Description of the task :: Please rewrite the data below with every "rough mask" changed to "coarse mask" and nothing else altered. Leave the pictures out of your answer.

Data for this task ::
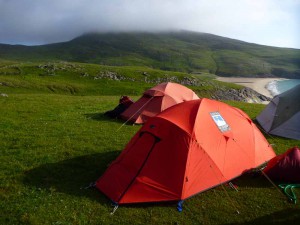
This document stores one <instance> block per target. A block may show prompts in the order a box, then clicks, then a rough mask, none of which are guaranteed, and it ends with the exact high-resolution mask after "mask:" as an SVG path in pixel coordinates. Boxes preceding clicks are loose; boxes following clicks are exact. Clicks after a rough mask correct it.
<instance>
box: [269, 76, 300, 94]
mask: <svg viewBox="0 0 300 225" xmlns="http://www.w3.org/2000/svg"><path fill="white" fill-rule="evenodd" d="M298 84H300V80H299V79H290V80H274V81H271V82H270V83H268V84H267V85H266V88H267V89H268V90H269V91H270V92H271V94H272V96H276V95H279V94H281V93H283V92H285V91H287V90H289V89H291V88H293V87H295V86H297V85H298Z"/></svg>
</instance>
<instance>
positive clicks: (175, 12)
mask: <svg viewBox="0 0 300 225" xmlns="http://www.w3.org/2000/svg"><path fill="white" fill-rule="evenodd" d="M169 30H190V31H199V32H205V33H211V34H216V35H220V36H224V37H230V38H234V39H239V40H243V41H247V42H252V43H258V44H264V45H270V46H278V47H292V48H298V49H300V0H0V43H6V44H25V45H38V44H46V43H54V42H63V41H68V40H71V39H73V38H75V37H77V36H79V35H81V34H83V33H86V32H91V31H101V32H107V31H169Z"/></svg>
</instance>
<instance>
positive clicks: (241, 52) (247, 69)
mask: <svg viewBox="0 0 300 225" xmlns="http://www.w3.org/2000/svg"><path fill="white" fill-rule="evenodd" d="M0 59H5V60H18V61H69V62H83V63H94V64H100V65H111V66H146V67H150V68H156V69H161V70H170V71H182V72H189V73H198V74H201V72H205V73H212V74H216V75H219V76H243V77H285V78H298V79H300V50H299V49H289V48H277V47H270V46H263V45H257V44H251V43H247V42H243V41H239V40H234V39H229V38H224V37H220V36H216V35H212V34H207V33H198V32H189V31H179V32H160V33H150V32H149V33H148V32H121V33H88V34H84V35H82V36H80V37H77V38H75V39H73V40H71V41H68V42H63V43H56V44H48V45H41V46H22V45H6V44H0Z"/></svg>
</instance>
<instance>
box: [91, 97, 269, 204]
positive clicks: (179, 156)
mask: <svg viewBox="0 0 300 225" xmlns="http://www.w3.org/2000/svg"><path fill="white" fill-rule="evenodd" d="M274 156H275V153H274V151H273V149H272V147H271V146H270V144H269V143H268V141H267V140H266V139H265V137H264V136H263V135H262V133H261V132H260V130H259V129H258V128H257V127H256V126H255V124H254V123H253V122H252V120H251V119H250V118H249V117H248V116H247V115H246V114H245V113H244V112H243V111H241V110H239V109H237V108H234V107H231V106H229V105H227V104H225V103H222V102H219V101H214V100H209V99H205V98H203V99H198V100H192V101H187V102H183V103H180V104H177V105H175V106H173V107H170V108H168V109H166V110H165V111H163V112H162V113H160V114H159V115H157V116H155V117H152V118H149V120H148V121H147V122H146V124H144V125H143V126H142V128H141V129H140V130H139V131H138V132H137V133H136V134H135V136H134V137H133V138H132V139H131V141H130V142H129V143H128V144H127V146H126V148H125V149H124V150H123V151H122V152H121V154H120V155H119V157H118V158H117V159H116V160H115V161H113V162H112V163H111V165H110V166H109V167H108V169H107V170H106V171H105V173H104V174H103V175H102V176H101V177H100V178H99V179H98V180H97V182H96V187H97V188H98V189H99V190H100V191H102V192H103V193H104V194H105V195H106V196H108V197H109V198H110V199H111V200H112V201H114V202H115V203H117V204H124V203H138V202H158V201H174V200H178V201H181V200H184V199H186V198H189V197H191V196H193V195H195V194H197V193H200V192H203V191H205V190H208V189H210V188H212V187H214V186H217V185H220V184H222V183H224V182H228V181H230V180H232V179H234V178H236V177H238V176H240V175H241V174H242V173H244V172H245V171H248V170H250V169H252V168H255V167H257V166H259V165H261V164H263V163H265V162H266V161H268V160H270V159H271V158H273V157H274Z"/></svg>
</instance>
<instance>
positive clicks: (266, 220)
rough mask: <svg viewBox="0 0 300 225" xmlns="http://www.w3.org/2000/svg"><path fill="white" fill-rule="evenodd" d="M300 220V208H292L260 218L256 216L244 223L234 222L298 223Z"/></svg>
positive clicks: (267, 215)
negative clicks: (240, 222) (243, 222)
mask: <svg viewBox="0 0 300 225" xmlns="http://www.w3.org/2000/svg"><path fill="white" fill-rule="evenodd" d="M297 221H298V223H299V221H300V209H295V208H290V209H284V210H281V211H277V212H274V213H272V214H268V215H265V216H262V217H259V218H256V219H254V220H252V221H248V222H244V223H234V224H239V225H252V224H253V225H254V224H255V225H256V224H264V225H268V224H270V225H271V224H297Z"/></svg>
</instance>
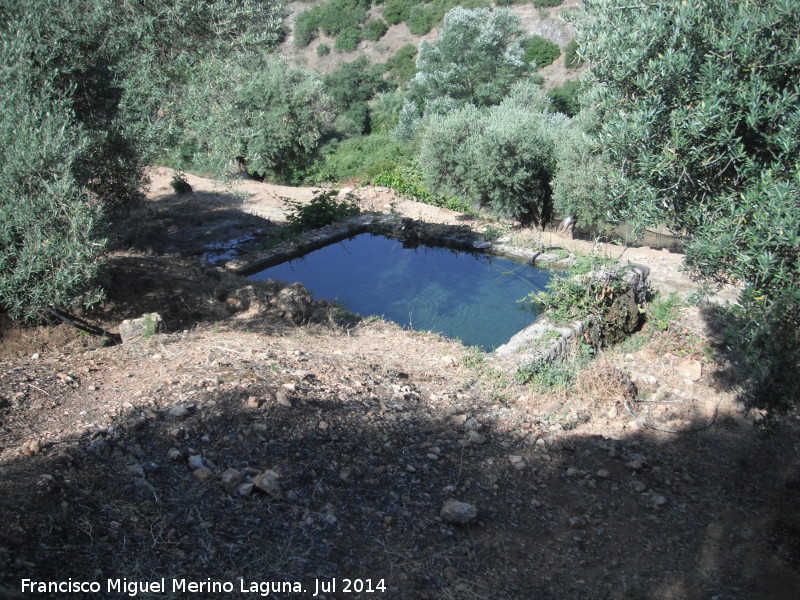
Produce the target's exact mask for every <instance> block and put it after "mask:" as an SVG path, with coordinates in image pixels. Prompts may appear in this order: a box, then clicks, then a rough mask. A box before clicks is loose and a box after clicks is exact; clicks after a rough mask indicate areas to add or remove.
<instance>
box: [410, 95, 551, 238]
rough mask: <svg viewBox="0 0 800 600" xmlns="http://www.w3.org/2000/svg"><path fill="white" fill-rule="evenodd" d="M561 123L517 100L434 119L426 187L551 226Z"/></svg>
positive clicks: (536, 221) (457, 113) (427, 139)
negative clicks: (547, 224)
mask: <svg viewBox="0 0 800 600" xmlns="http://www.w3.org/2000/svg"><path fill="white" fill-rule="evenodd" d="M559 120H560V117H558V116H553V115H551V114H548V113H545V112H539V113H537V112H532V111H531V110H530V109H529V108H527V107H522V106H520V105H518V104H515V103H514V102H507V103H504V104H502V105H500V106H497V107H492V108H488V109H484V110H481V109H478V108H475V107H474V106H466V107H464V108H462V109H460V110H458V111H454V112H452V113H450V114H449V115H447V116H445V117H434V118H433V119H432V120H431V121H430V123H429V126H428V128H427V129H426V131H425V133H424V134H423V138H422V148H421V154H420V161H421V163H422V164H423V165H424V173H425V178H424V180H425V183H426V185H427V186H428V187H429V189H431V190H432V191H433V192H434V193H438V194H449V195H454V196H458V197H461V198H463V199H465V200H466V201H468V202H475V203H477V204H479V205H481V206H490V207H491V208H492V210H493V211H495V212H496V213H497V214H499V215H501V216H504V217H511V218H514V219H518V220H520V221H522V222H526V223H531V222H532V223H536V224H542V223H547V222H548V221H549V220H550V218H551V217H552V208H553V206H552V192H551V189H550V180H551V178H552V176H553V172H554V170H555V158H554V138H553V130H554V128H555V127H557V126H558V121H559Z"/></svg>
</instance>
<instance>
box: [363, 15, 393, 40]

Solution to this problem ::
This document stores one <instance> block per target. A block may show prompts in the order a box, then clicks, then a coarse mask, none of which are guaranteed, and it ends with the exact high-resolution mask after "mask:" as an SVG path in pixel coordinates. Boxes preceding clicks are loose; boxes following clicks are exact. Clicks after a coarse mask correct it.
<instance>
box: [269, 76, 300, 94]
mask: <svg viewBox="0 0 300 225" xmlns="http://www.w3.org/2000/svg"><path fill="white" fill-rule="evenodd" d="M298 84H300V80H299V79H290V80H274V81H271V82H270V83H268V84H267V85H266V88H267V89H268V90H269V91H270V92H271V94H272V96H276V95H279V94H281V93H283V92H285V91H287V90H289V89H291V88H293V87H295V86H297V85H298Z"/></svg>
</instance>
<instance>
positive clicks: (175, 12)
mask: <svg viewBox="0 0 300 225" xmlns="http://www.w3.org/2000/svg"><path fill="white" fill-rule="evenodd" d="M169 30H190V31H199V32H205V33H211V34H216V35H220V36H224V37H230V38H234V39H239V40H243V41H247V42H252V43H258V44H264V45H270V46H278V47H292V48H298V49H300V0H0V43H6V44H25V45H38V44H46V43H54V42H63V41H68V40H71V39H73V38H75V37H77V36H79V35H81V34H83V33H86V32H91V31H101V32H107V31H169Z"/></svg>
</instance>
<instance>
positive clicks: (241, 52) (247, 69)
mask: <svg viewBox="0 0 300 225" xmlns="http://www.w3.org/2000/svg"><path fill="white" fill-rule="evenodd" d="M0 59H5V60H18V61H69V62H83V63H94V64H100V65H111V66H146V67H150V68H156V69H161V70H170V71H182V72H189V73H198V74H201V72H205V73H212V74H216V75H219V76H243V77H285V78H298V79H300V50H299V49H289V48H277V47H270V46H263V45H257V44H251V43H247V42H243V41H239V40H234V39H229V38H224V37H220V36H216V35H212V34H207V33H198V32H189V31H179V32H160V33H150V32H149V33H148V32H121V33H88V34H84V35H82V36H80V37H77V38H75V39H73V40H71V41H68V42H63V43H56V44H48V45H41V46H22V45H6V44H0Z"/></svg>
</instance>
<instance>
box: [91, 97, 269, 204]
positive clicks: (179, 156)
mask: <svg viewBox="0 0 300 225" xmlns="http://www.w3.org/2000/svg"><path fill="white" fill-rule="evenodd" d="M274 156H275V153H274V151H273V149H272V147H271V146H270V144H269V143H268V141H267V140H266V139H265V137H264V136H263V135H262V133H261V132H260V130H259V129H258V128H257V127H256V126H255V124H254V123H253V122H252V120H251V119H250V118H249V117H248V116H247V115H246V114H245V113H244V112H243V111H241V110H239V109H237V108H234V107H231V106H229V105H227V104H225V103H222V102H219V101H214V100H209V99H205V98H203V99H198V100H192V101H187V102H183V103H180V104H177V105H175V106H173V107H170V108H168V109H166V110H165V111H163V112H162V113H160V114H159V115H157V116H155V117H152V118H149V120H148V121H147V122H146V124H144V125H143V126H142V128H141V129H140V130H139V131H138V132H137V133H136V134H135V136H134V137H133V138H132V139H131V141H130V142H129V143H128V144H127V146H126V148H125V149H124V150H123V151H122V152H121V154H120V155H119V157H118V158H117V159H116V160H115V161H113V162H112V163H111V165H110V166H109V167H108V169H107V170H106V171H105V173H104V174H103V175H102V176H101V177H100V178H99V179H98V180H97V182H96V187H97V188H98V189H99V190H100V191H102V192H103V193H104V194H105V195H106V196H108V197H109V198H110V199H111V200H112V201H114V202H115V203H117V204H124V203H138V202H158V201H174V200H178V201H181V200H184V199H186V198H189V197H191V196H193V195H195V194H197V193H200V192H203V191H205V190H208V189H210V188H212V187H214V186H217V185H220V184H222V183H224V182H228V181H230V180H232V179H234V178H236V177H238V176H240V175H241V174H242V173H244V172H245V171H248V170H250V169H252V168H255V167H257V166H259V165H261V164H263V163H265V162H266V161H268V160H270V159H271V158H273V157H274Z"/></svg>
</instance>
<instance>
positive clicks: (266, 220)
coarse mask: <svg viewBox="0 0 300 225" xmlns="http://www.w3.org/2000/svg"><path fill="white" fill-rule="evenodd" d="M300 220V208H292L260 218L256 216L244 223L234 222L298 223Z"/></svg>
positive clicks: (267, 215)
negative clicks: (240, 222) (243, 222)
mask: <svg viewBox="0 0 300 225" xmlns="http://www.w3.org/2000/svg"><path fill="white" fill-rule="evenodd" d="M297 221H298V223H299V221H300V209H295V208H290V209H284V210H281V211H277V212H274V213H272V214H268V215H265V216H262V217H259V218H256V219H254V220H252V221H248V222H244V223H234V224H239V225H252V224H253V225H254V224H255V225H256V224H264V225H268V224H270V225H271V224H297Z"/></svg>
</instance>
Produce the target's exact mask for every <instance> block and put it after "mask:" as an SVG path, with coordinates in image pixels. Prompts may appear in this order: a box, then clicks, then a coarse mask. A box before clicks is loose and a box after clicks is exact; clicks after a coarse mask indicate areas to add or remove.
<instance>
box: [410, 95, 551, 238]
coarse mask: <svg viewBox="0 0 800 600" xmlns="http://www.w3.org/2000/svg"><path fill="white" fill-rule="evenodd" d="M561 123L517 100L434 119L426 187L551 226Z"/></svg>
positive clicks: (536, 221) (457, 113) (427, 139)
negative clicks: (547, 224)
mask: <svg viewBox="0 0 800 600" xmlns="http://www.w3.org/2000/svg"><path fill="white" fill-rule="evenodd" d="M559 120H560V117H558V116H553V115H551V114H548V113H545V112H539V113H537V112H532V111H531V110H530V109H529V108H527V107H522V106H520V105H518V104H515V103H514V102H507V103H504V104H502V105H500V106H497V107H492V108H488V109H484V110H481V109H478V108H475V107H474V106H466V107H464V108H462V109H460V110H458V111H454V112H452V113H450V114H449V115H447V116H445V117H434V118H433V119H432V120H431V121H430V123H429V126H428V128H427V129H426V131H425V133H424V134H423V138H422V148H421V154H420V161H421V163H422V164H423V165H424V173H425V178H424V180H425V183H426V185H427V186H428V187H429V189H431V190H432V191H433V192H434V193H438V194H449V195H454V196H458V197H461V198H463V199H465V200H466V201H468V202H475V203H477V204H479V205H481V206H490V207H491V208H492V210H493V211H495V212H496V213H497V214H499V215H501V216H504V217H511V218H514V219H518V220H520V221H522V222H526V223H531V222H532V223H536V224H542V223H547V222H548V221H549V220H550V218H551V217H552V208H553V206H552V192H551V189H550V180H551V178H552V176H553V172H554V170H555V158H554V138H553V130H554V128H555V127H557V126H558V121H559Z"/></svg>
</instance>
<instance>
box: [363, 15, 393, 40]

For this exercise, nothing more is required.